## Records for processing:
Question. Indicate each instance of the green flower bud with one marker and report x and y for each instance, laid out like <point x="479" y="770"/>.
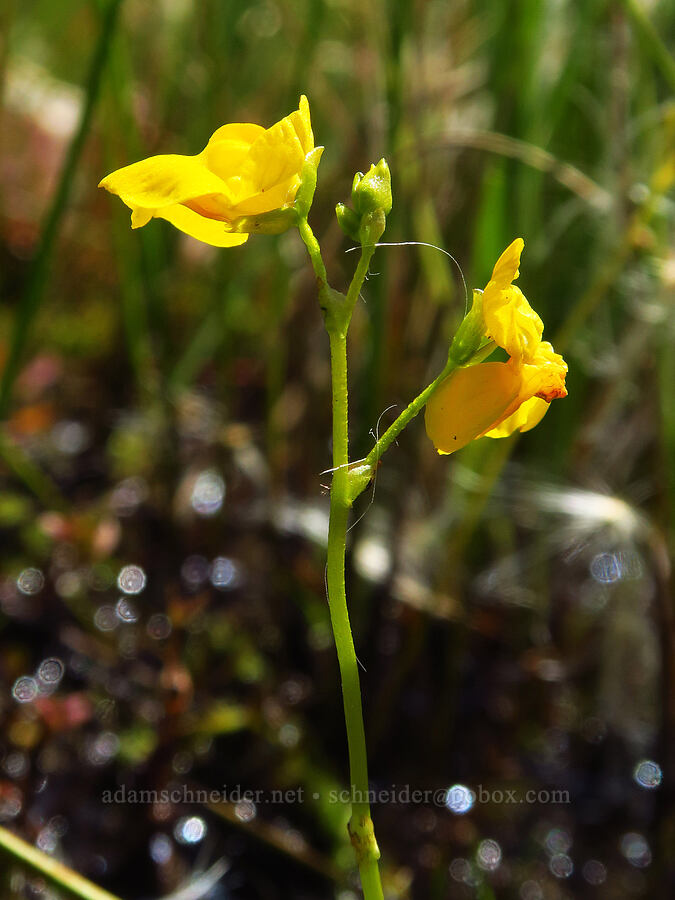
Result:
<point x="305" y="193"/>
<point x="372" y="191"/>
<point x="372" y="227"/>
<point x="470" y="336"/>
<point x="348" y="220"/>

## Exercise:
Rewrite the records above, replacing "green flower bud" with "unopened flower bud" and leaving everything else unchanged. Omit the pictures from your answer.

## Written solution:
Question. Indicate each instance of the unopened flower bud with one marker and report x and y for each instance, laid out like <point x="479" y="770"/>.
Result:
<point x="305" y="193"/>
<point x="372" y="191"/>
<point x="372" y="227"/>
<point x="470" y="336"/>
<point x="348" y="220"/>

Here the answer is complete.